I have also worked on analyzing the CPU profile of commercial workloads, with the aim of evaluating the benefits of protocol offload. This was an extension to work I did when I interned with the DPG-CPU Architecture group in Intel at Hillsboro, Or in summer 2002. While I was there, I looked at the overhead due to the linux protocol stack when running some microbenchmarks. This work led to a paper published at ISPASS '03.

Before interning at Intel, I was involved in research on large instruction windows. We showed that caching instructions that depended on long latency operations like cache misses could free up space in the issue queues for other ready instructions to execute. For our set of spec cpu 2000 benchmarks, we achieved a significant speedup. For more details, refer to our paper that appeared in ISCA 2002. As an extension to this paper, I evaluated different register file architectures to support large windows. My simulations showed that a multi-banked register file architecture outperformed a hierarchical register file.

→ **Data records**
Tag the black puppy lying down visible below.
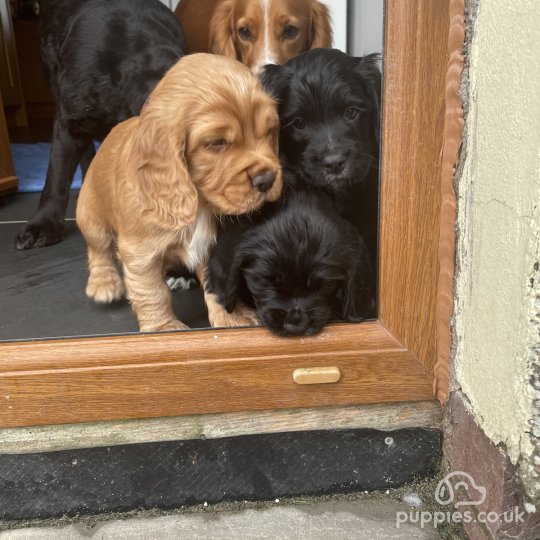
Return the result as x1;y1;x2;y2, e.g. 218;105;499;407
206;190;374;336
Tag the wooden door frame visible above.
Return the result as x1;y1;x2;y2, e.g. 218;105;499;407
0;0;463;428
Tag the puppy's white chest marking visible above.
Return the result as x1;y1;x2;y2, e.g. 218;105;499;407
183;208;216;270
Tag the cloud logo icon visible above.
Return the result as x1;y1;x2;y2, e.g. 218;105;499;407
435;471;486;508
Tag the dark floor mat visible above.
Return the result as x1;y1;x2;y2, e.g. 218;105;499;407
0;191;79;223
0;194;208;341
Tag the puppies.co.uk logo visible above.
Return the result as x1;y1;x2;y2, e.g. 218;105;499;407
396;471;525;529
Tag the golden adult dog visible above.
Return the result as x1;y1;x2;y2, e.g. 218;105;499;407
77;54;282;331
175;0;332;73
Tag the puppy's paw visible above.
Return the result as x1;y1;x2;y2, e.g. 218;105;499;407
165;276;199;292
15;218;64;251
86;268;124;304
141;320;189;332
209;306;261;328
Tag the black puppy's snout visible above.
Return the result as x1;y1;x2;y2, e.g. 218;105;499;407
323;152;347;172
283;307;309;334
251;171;276;193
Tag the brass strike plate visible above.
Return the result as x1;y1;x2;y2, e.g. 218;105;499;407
293;367;341;384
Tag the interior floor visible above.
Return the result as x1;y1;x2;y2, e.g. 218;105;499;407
0;191;209;341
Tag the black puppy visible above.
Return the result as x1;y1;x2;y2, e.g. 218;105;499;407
262;49;381;262
206;189;373;336
15;0;186;249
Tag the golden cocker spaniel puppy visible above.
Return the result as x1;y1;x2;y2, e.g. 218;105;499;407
77;54;282;331
175;0;332;73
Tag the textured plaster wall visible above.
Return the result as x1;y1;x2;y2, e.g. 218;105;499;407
454;0;540;493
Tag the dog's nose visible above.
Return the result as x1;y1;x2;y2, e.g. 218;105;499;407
283;307;309;334
251;171;276;193
323;152;346;173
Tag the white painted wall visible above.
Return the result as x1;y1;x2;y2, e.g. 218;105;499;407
454;0;540;493
349;0;384;56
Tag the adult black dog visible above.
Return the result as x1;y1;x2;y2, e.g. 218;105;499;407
206;188;373;336
15;0;186;249
262;49;381;262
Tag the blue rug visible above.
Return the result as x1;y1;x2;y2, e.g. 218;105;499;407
11;143;93;193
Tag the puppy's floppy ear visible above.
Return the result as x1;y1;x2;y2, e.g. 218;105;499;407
129;104;198;230
208;0;237;58
308;0;332;49
355;53;382;108
355;53;382;144
260;64;289;101
341;231;375;322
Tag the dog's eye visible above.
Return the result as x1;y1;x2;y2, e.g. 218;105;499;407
283;24;299;39
289;118;306;129
208;139;229;151
345;107;360;120
238;26;251;40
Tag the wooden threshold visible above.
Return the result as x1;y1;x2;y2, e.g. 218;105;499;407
0;322;433;427
0;401;443;454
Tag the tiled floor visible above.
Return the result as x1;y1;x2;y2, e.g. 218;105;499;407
0;193;208;341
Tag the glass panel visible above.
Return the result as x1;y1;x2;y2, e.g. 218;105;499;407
0;0;383;341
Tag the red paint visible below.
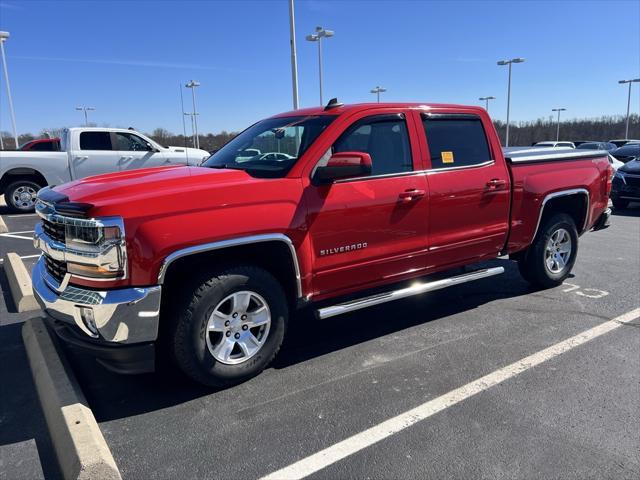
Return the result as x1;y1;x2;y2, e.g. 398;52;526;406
50;104;610;299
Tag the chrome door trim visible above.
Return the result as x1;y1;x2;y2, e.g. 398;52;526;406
531;188;591;241
158;233;302;298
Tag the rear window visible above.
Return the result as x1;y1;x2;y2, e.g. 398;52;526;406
80;132;111;150
422;116;492;169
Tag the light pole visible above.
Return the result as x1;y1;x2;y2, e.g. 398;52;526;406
76;106;95;127
620;78;640;139
478;97;496;112
185;80;200;148
371;86;387;103
551;108;566;142
306;27;334;105
0;32;18;149
289;0;298;110
498;58;524;147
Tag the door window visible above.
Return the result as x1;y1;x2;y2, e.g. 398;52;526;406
80;132;111;150
332;115;413;175
116;132;149;152
422;117;492;169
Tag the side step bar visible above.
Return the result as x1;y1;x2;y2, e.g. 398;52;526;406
316;267;504;320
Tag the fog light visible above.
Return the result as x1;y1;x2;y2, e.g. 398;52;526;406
79;307;98;336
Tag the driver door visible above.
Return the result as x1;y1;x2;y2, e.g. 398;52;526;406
307;109;428;297
113;132;171;170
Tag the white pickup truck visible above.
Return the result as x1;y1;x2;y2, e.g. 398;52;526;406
0;128;209;212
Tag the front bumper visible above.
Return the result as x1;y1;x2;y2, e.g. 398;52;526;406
32;257;161;373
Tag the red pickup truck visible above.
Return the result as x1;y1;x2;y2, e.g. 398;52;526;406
33;99;613;386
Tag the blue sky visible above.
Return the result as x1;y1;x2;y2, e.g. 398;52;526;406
0;0;640;133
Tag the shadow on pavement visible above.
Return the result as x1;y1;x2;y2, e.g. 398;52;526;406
70;260;534;422
0;323;62;479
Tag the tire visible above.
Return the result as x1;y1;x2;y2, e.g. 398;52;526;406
611;198;629;210
4;180;42;213
518;213;578;288
168;266;289;387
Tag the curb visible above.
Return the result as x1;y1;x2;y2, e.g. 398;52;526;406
22;317;122;480
4;252;40;312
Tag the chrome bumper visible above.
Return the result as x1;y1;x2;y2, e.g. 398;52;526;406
32;257;161;344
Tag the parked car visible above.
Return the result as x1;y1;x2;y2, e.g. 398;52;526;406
19;137;60;152
33;101;613;386
609;138;640;147
611;157;640;208
533;142;576;148
611;143;640;163
0;128;209;212
576;142;618;152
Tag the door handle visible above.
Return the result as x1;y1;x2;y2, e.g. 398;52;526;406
487;178;507;190
398;188;427;203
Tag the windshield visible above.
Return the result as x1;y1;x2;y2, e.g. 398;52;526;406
202;115;336;178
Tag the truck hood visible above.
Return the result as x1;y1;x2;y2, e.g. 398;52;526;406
618;159;640;175
54;166;265;214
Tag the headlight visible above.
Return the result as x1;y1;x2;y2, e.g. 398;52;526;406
65;217;127;280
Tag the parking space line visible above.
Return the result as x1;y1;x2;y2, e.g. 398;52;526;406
0;232;33;240
260;308;640;480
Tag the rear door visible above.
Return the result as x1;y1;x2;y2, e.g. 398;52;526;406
70;130;119;178
306;109;428;295
113;132;170;170
415;112;511;267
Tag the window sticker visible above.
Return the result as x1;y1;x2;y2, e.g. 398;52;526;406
440;152;453;163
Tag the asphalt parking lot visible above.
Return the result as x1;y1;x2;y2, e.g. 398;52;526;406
0;198;640;479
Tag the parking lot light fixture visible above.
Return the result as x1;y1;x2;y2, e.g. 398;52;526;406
498;57;524;147
551;108;566;142
76;106;95;127
0;32;18;149
185;80;200;148
371;86;387;103
306;27;335;105
618;78;640;139
478;97;496;112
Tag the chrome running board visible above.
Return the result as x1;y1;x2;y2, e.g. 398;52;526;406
316;267;504;320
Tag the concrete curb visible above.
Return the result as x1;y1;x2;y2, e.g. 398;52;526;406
4;252;40;312
22;318;122;480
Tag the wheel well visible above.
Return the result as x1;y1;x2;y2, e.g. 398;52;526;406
0;167;47;194
163;241;298;304
540;193;589;234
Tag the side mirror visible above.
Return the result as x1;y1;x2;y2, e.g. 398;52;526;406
312;152;371;185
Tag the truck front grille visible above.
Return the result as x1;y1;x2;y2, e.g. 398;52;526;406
42;219;65;243
44;255;67;282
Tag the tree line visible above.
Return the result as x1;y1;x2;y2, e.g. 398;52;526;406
0;114;640;151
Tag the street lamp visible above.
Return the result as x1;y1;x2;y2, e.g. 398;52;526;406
478;97;496;112
76;106;95;127
371;86;387;103
551;108;566;142
185;80;200;148
498;58;524;147
0;32;18;149
616;78;640;139
306;27;334;105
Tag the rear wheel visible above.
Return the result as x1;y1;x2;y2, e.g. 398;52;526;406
170;266;288;387
4;180;42;213
611;198;629;210
518;214;578;288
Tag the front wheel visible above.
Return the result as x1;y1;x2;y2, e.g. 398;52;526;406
170;266;288;387
518;214;578;288
4;180;42;213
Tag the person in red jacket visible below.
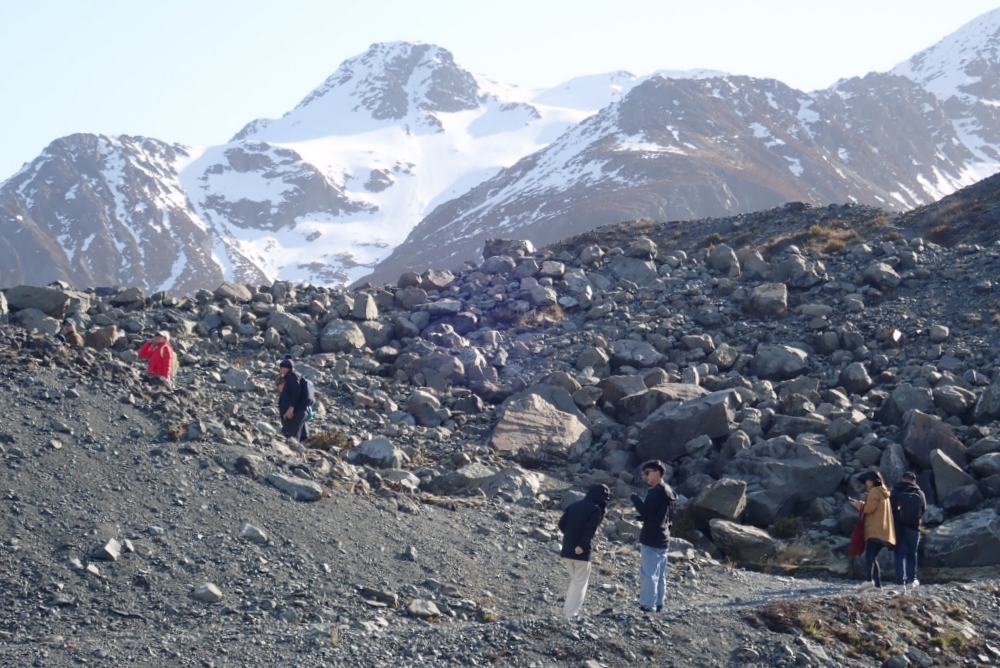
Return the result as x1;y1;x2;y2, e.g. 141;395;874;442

→ **Request 1**
Please copy the research summary word for word, between "Before interning at" and "hierarchical register file.", inclusive.
→ **Request 2**
Write the next part of the research summary, starting after its final sentence.

→ **Exercise answer 1**
Before interning at Intel, I was involved in research on large instruction windows. We showed that caching instructions that depended on long latency operations like cache misses could free up space in the issue queues for other ready instructions to execute. For our set of spec cpu 2000 benchmarks, we achieved a significant speedup. For more details, refer to our paper that appeared in ISCA 2002. As an extension to this paper, I evaluated different register file architectures to support large windows. My simulations showed that a multi-banked register file architecture outperformed a hierarchical register file.

→ **Exercise answer 2**
In my first year, I was part of a team project as part of the Ubiquitous Computing course which led to a workshop publication. In that work, we examined the benefits of using continuous consistency in portals aimed at wireless devices. We found that we could achieve significant savings in energy if we used continuous consistency metrics to reduce the amount of data transferred between the portal and the wireless device. You can find more details in the paper.